# [SELECTED EXTRACT]

Early this year, the Auto-ID Center, the MIT-based group developing the Electronic Product Code and related technologies, asked CGE&Y to develop a business case for the implementation of RFID technologies in life sciences. CGE&Y worked with Sun Microsystems, Auto-ID Labs and EPCglobal to organize an educational event in Princeton, N.J., at which it presented its report. Representatives from 11 pharmaceutical companies broke into groups to discuss implementation issues. Among the key findings of the discussion groups were:

* The four key features of RFID that can deliver business benefits to pharmaceutical companies are the ability to identify individual bottles and containers of drugs; to eliminate line-of-sight requirements to read product information; to remotely track movement and location of drugs; and to provide assurance that the ID on the bottle has not been forged.
* Creating a buyers' consortium of pharmaceutical manufacturers who must comply with the Wal-Mart mandate could drive greater adoption of RFID by enabling companies to buy tags at lower prices.
* For an average clinical trial of a drug, applying RFID can speed the trial’s completion by up to 5 percent, as well as reduce start-up delays and decrease trial errors and dropouts of trial participants.
* As reimportation of U.S.-made drugs back into the United States becomes a major political issue in the United States and diversion continues to be widespread in Europe, RFID adoption can help to reduce gray and black markets sales.

While the benefits for pharmaceutical companies could be significant, the manufacturers had some special concerns about how RFID will be used in the highly regulated industry. The U.S. Food and Drug Administration has Current Good Manufacturing Practice rules that require the validation of computer systems to assure the accuracy and integrity of data. It’s not clear how RFID systems, which are integrated with computers, can be validate so that government regulators are sure the right tag was read and not a nearby tag.

"The companies have to develop and deploy the system and then provide documentation to the FDA to get approval," says Towner. "Until you do it, you won't know it's okay."

Towner says that the pharmaceutical companies also had a lot of questions about the security of system and the information. "One issue is the tag itself," he says. "How do you know it's authentic [not a counterfeit tag]? Another issue is around the sharing of information with partners such as Wal-Mart. How do you ensure that Merck doesn't get to see information on what Pfizer is shipping?"

Towner says the companies are also concerned about the cost of RFID tags and how much they will have to spend to comply with Wal-Mart's mandate, but it is not as big an issue for the pharmaceutical companies as it is for consumer packaged goods companies. That's because the value of pharmaceuticals is much higher and also because drugmakers can make distributors—such as McKesson, one of the largest pharmaceutical distributors in the U.S.—deploy and absorb the cost of the tags

Forcing distributors to put tags on products to comply with Wal-Mart is "a strategy pharmaceutical manufacturers can take as they figure out how to deploy the technology," says Towner. "But we would advocate that you are no better off than you are today if you do that. In our research we used conservative figures—25 cents for an RFID tag and another 25 cents to put it on the product—and we still came up with a return on investment for these companies."

# [EXTRACTED RECORDS]

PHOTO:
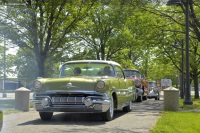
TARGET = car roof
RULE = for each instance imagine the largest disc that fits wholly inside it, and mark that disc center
(94, 61)
(131, 70)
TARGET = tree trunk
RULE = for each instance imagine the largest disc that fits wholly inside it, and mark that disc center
(196, 88)
(40, 58)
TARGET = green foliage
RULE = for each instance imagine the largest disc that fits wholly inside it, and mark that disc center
(177, 122)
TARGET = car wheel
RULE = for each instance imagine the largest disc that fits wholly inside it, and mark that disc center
(128, 108)
(46, 115)
(108, 115)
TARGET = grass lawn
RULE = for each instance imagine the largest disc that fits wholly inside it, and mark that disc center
(186, 120)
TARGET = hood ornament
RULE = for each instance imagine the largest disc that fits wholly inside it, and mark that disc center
(69, 85)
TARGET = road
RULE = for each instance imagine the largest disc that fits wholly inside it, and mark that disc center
(140, 120)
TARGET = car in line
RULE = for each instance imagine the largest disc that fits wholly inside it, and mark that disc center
(84, 86)
(141, 83)
(153, 90)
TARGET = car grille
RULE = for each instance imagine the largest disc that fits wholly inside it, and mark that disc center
(67, 100)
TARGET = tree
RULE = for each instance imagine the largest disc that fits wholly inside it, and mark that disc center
(43, 26)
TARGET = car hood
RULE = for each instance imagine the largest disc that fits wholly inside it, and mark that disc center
(69, 84)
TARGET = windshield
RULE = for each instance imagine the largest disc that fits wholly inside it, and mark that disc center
(86, 69)
(152, 84)
(132, 74)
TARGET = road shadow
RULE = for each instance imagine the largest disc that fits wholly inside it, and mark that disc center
(88, 119)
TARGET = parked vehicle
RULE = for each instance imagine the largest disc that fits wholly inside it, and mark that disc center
(135, 75)
(84, 86)
(153, 91)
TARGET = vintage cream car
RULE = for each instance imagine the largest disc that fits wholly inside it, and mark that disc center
(84, 86)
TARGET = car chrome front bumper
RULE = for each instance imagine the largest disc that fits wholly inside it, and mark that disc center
(71, 104)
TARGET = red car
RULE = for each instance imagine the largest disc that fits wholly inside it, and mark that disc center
(142, 84)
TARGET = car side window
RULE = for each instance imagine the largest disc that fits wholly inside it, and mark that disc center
(119, 72)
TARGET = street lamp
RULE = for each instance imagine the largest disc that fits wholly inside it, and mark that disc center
(4, 67)
(187, 100)
(182, 83)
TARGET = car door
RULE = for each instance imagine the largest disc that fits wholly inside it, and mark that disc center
(123, 91)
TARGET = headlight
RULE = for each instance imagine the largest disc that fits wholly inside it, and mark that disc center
(100, 84)
(37, 84)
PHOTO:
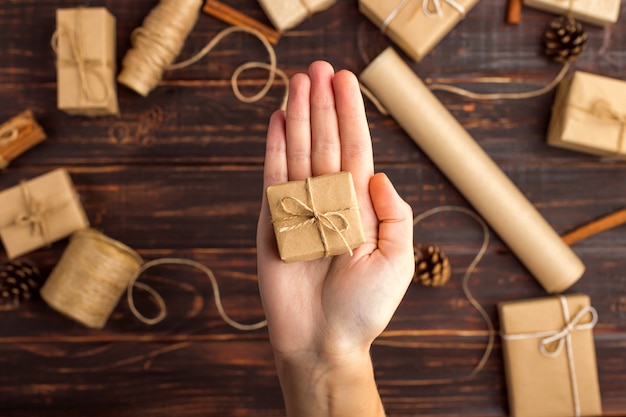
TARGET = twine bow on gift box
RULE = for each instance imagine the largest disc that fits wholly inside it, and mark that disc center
(84, 66)
(334, 221)
(563, 338)
(426, 8)
(35, 213)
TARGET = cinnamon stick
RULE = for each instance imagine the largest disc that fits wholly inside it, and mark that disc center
(514, 12)
(597, 226)
(234, 17)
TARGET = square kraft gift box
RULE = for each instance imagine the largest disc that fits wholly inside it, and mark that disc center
(315, 218)
(549, 357)
(416, 26)
(589, 115)
(85, 47)
(286, 14)
(595, 12)
(39, 212)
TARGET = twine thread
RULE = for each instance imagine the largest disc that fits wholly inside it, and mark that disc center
(308, 214)
(466, 290)
(563, 337)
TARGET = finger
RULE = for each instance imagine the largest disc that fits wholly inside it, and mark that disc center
(325, 147)
(356, 144)
(275, 166)
(395, 232)
(298, 128)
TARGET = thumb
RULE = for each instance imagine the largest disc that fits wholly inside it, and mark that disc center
(395, 230)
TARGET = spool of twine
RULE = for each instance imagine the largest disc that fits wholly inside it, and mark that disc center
(157, 43)
(90, 278)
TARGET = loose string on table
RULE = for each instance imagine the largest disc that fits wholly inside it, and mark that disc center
(308, 214)
(563, 337)
(465, 285)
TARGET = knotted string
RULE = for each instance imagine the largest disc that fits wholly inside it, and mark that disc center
(563, 337)
(425, 8)
(310, 215)
(78, 60)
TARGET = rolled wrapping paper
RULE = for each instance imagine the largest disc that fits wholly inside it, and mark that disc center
(473, 172)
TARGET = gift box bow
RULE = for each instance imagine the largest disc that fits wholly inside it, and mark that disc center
(563, 339)
(427, 9)
(35, 213)
(306, 214)
(85, 66)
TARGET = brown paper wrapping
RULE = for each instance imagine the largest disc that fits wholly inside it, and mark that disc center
(595, 12)
(472, 171)
(416, 32)
(85, 46)
(540, 384)
(589, 115)
(286, 14)
(17, 135)
(39, 212)
(301, 231)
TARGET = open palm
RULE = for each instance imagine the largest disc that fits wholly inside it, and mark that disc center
(335, 305)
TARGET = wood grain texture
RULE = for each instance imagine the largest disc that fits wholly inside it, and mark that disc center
(179, 173)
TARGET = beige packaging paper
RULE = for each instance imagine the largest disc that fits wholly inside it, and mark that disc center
(589, 115)
(38, 212)
(472, 171)
(315, 218)
(17, 135)
(417, 26)
(550, 358)
(287, 14)
(595, 12)
(85, 47)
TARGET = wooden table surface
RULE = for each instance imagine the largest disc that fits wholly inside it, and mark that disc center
(179, 173)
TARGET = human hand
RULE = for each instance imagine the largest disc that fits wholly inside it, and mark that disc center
(334, 306)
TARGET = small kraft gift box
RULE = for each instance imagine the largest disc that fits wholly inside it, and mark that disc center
(38, 212)
(595, 12)
(549, 357)
(315, 218)
(589, 115)
(85, 46)
(18, 135)
(286, 14)
(416, 26)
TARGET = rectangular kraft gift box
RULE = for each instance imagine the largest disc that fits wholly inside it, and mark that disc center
(409, 27)
(299, 232)
(38, 212)
(589, 115)
(595, 12)
(17, 135)
(287, 14)
(540, 384)
(86, 36)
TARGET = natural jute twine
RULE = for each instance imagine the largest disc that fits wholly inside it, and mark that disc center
(90, 278)
(157, 43)
(94, 272)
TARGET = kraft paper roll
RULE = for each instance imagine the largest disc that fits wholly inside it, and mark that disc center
(473, 172)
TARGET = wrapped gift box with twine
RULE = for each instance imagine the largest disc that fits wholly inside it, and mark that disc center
(18, 135)
(84, 42)
(549, 357)
(39, 212)
(286, 14)
(589, 115)
(595, 12)
(316, 218)
(416, 26)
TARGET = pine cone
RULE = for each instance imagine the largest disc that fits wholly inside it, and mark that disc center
(565, 39)
(432, 267)
(18, 280)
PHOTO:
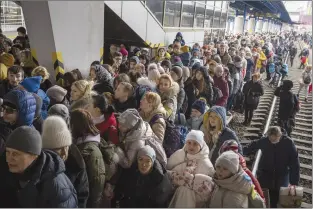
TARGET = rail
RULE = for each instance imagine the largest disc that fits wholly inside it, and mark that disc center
(255, 165)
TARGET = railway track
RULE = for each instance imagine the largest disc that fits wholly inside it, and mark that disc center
(301, 135)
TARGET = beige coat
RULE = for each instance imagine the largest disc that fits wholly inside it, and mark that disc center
(159, 126)
(232, 192)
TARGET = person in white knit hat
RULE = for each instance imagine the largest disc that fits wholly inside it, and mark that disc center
(57, 137)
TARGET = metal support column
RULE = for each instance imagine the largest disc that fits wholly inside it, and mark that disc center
(244, 18)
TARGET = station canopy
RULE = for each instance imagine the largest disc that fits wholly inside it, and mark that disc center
(268, 9)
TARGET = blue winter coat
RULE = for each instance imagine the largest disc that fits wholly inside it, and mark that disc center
(279, 164)
(182, 41)
(32, 84)
(42, 185)
(226, 134)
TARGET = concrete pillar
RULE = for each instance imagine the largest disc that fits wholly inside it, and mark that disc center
(239, 21)
(259, 26)
(65, 35)
(251, 25)
(265, 26)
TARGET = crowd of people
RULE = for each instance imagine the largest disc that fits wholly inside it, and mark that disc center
(143, 130)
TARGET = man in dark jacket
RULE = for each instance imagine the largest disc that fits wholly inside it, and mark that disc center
(33, 178)
(279, 164)
(15, 76)
(288, 106)
(124, 97)
(57, 137)
(19, 108)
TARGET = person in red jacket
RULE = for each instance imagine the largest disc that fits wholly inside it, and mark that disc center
(222, 85)
(103, 118)
(232, 145)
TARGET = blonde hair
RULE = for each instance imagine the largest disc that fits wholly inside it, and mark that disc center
(153, 98)
(256, 75)
(167, 77)
(154, 75)
(41, 71)
(308, 67)
(84, 86)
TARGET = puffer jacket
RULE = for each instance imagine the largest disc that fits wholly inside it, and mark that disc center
(143, 191)
(169, 101)
(89, 149)
(76, 172)
(107, 125)
(232, 192)
(253, 90)
(159, 126)
(195, 123)
(181, 162)
(226, 58)
(221, 84)
(224, 134)
(134, 140)
(42, 185)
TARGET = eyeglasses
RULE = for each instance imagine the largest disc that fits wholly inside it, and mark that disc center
(8, 110)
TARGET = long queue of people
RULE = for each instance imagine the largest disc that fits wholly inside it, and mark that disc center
(140, 131)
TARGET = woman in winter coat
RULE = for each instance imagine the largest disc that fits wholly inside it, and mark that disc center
(184, 165)
(216, 131)
(221, 84)
(177, 76)
(103, 118)
(134, 132)
(80, 94)
(203, 85)
(32, 85)
(145, 184)
(45, 82)
(305, 81)
(198, 108)
(168, 91)
(57, 137)
(252, 90)
(87, 138)
(232, 185)
(102, 78)
(153, 112)
(279, 165)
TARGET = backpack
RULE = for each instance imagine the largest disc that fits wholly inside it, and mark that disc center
(217, 94)
(156, 144)
(184, 107)
(174, 137)
(140, 92)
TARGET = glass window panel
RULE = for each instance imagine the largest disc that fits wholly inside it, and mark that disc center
(199, 20)
(208, 17)
(156, 7)
(218, 4)
(210, 3)
(172, 13)
(224, 7)
(188, 13)
(216, 20)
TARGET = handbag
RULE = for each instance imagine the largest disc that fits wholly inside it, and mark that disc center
(290, 197)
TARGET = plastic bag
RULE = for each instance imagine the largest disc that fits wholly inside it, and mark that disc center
(290, 197)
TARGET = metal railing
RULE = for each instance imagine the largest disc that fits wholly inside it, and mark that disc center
(255, 165)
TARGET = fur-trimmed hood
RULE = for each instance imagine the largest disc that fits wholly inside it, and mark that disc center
(172, 92)
(146, 82)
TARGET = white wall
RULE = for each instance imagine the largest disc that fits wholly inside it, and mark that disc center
(136, 16)
(190, 36)
(73, 28)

# [WORK INSTRUCTION 1]
According to the RFID article, how many pharmaceutical companies sent representatives to the event in Princeton?
# [WORK INSTRUCTION 2]
Translate this sentence from the RFID article into Spanish: "Representatives from 11 pharmaceutical companies broke into groups to discuss implementation issues."
The material is separate from the RFID article.

# [TASK OUTPUT 1]
11

# [TASK OUTPUT 2]
Representantes de 11 compañías farmacéuticas se dividieron en grupos para discutir cuestiones de implementación.